● INPUT FOR THIS TASK
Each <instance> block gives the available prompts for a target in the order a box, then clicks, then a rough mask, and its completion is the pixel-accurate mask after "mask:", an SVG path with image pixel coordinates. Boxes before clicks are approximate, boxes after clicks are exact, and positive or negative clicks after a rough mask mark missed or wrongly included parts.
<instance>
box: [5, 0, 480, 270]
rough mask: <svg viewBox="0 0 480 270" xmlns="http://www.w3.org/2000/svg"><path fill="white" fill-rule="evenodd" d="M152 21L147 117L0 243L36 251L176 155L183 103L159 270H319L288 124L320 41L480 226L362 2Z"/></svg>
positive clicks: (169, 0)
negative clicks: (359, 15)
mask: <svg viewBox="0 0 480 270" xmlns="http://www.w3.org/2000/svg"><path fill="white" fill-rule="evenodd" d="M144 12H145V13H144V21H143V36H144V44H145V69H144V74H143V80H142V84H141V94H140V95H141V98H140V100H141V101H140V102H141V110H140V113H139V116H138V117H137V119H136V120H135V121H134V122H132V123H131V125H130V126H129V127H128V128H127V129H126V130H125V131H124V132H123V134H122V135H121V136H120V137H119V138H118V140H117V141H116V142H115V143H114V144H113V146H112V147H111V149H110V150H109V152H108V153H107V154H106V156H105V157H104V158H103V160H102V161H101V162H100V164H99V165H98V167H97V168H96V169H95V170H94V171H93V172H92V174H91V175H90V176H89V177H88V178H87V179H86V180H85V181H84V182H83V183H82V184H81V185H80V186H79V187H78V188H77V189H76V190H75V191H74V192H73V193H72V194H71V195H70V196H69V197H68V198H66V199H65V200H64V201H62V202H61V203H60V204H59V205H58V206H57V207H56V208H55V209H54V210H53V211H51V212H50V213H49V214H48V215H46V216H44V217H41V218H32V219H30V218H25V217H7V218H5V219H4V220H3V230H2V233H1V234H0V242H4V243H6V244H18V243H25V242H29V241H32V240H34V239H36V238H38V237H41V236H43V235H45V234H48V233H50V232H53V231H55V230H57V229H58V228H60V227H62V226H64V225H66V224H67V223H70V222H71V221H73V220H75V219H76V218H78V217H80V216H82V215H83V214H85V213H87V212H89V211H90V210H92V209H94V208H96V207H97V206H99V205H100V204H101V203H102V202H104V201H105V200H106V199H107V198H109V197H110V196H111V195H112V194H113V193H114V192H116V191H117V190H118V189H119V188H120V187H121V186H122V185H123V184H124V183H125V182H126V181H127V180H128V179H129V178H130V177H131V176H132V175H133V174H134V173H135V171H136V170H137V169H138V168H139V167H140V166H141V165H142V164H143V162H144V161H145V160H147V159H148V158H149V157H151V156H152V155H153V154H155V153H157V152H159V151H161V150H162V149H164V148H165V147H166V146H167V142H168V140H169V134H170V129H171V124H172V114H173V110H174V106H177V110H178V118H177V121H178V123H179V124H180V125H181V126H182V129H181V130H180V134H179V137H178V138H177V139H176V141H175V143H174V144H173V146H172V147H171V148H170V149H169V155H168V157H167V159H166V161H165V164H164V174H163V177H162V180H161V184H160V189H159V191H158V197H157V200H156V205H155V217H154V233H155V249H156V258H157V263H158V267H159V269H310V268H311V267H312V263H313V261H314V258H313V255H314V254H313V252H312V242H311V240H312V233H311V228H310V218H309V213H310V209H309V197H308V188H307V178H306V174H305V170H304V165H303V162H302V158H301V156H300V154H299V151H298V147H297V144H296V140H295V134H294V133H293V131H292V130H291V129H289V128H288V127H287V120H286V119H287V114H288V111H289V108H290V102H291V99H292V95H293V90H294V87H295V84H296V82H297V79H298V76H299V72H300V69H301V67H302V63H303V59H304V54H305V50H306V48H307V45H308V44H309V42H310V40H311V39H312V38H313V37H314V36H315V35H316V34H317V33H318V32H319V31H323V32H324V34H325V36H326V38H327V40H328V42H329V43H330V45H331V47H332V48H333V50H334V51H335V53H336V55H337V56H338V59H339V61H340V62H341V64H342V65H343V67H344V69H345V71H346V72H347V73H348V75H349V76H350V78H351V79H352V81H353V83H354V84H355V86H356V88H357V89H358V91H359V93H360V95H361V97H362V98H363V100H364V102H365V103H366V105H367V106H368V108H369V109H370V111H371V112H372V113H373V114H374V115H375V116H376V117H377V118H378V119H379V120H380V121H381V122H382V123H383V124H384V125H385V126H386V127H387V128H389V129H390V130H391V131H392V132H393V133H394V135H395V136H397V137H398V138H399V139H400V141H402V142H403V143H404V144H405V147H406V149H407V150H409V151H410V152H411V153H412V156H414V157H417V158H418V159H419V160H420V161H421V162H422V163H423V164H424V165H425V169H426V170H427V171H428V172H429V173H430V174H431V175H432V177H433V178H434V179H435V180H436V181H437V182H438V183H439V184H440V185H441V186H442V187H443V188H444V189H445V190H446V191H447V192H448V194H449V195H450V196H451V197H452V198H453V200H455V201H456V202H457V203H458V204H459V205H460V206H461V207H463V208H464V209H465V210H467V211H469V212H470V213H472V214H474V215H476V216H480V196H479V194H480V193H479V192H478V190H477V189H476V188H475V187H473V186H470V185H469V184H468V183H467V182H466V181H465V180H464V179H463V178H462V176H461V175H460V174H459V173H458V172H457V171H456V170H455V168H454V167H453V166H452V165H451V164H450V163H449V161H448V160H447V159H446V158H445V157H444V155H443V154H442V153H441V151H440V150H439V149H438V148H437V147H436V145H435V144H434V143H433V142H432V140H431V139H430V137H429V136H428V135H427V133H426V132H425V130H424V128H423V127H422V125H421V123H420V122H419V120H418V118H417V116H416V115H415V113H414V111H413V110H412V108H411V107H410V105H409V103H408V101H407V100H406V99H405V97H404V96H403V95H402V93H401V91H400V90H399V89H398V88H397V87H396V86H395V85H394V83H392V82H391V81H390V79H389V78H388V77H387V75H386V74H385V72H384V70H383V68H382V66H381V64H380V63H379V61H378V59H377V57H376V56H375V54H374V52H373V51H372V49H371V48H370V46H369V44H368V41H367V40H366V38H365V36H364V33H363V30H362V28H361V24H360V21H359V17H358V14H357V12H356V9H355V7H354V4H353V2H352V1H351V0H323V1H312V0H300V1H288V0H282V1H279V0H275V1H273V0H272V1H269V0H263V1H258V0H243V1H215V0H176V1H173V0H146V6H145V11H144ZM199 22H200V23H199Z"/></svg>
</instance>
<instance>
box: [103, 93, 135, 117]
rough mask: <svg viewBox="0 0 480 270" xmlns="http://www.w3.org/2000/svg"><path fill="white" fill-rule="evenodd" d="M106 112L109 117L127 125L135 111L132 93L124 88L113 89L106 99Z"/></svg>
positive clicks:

● DIRECTIONS FOR THIS TASK
Every line above with the string "rough" in it should be copied into the answer.

● ANSWER BOX
Each <instance> block gives the available prompts for a target in the order a box, then clicks, then a rough mask, and its completion is the pixel-accurate mask after "mask:", an SVG path with image pixel coordinates. Boxes before clicks are approximate, boxes after clicks are exact, and positive or negative clicks after a rough mask mark missed or wrongly included parts.
rough mask: <svg viewBox="0 0 480 270" xmlns="http://www.w3.org/2000/svg"><path fill="white" fill-rule="evenodd" d="M152 21L147 117L0 243L36 251L176 155L183 103L159 270H319L288 124L320 41L480 226L362 2Z"/></svg>
rough mask: <svg viewBox="0 0 480 270" xmlns="http://www.w3.org/2000/svg"><path fill="white" fill-rule="evenodd" d="M106 112L109 117L127 125L135 111L132 93L124 88L113 89L106 99Z"/></svg>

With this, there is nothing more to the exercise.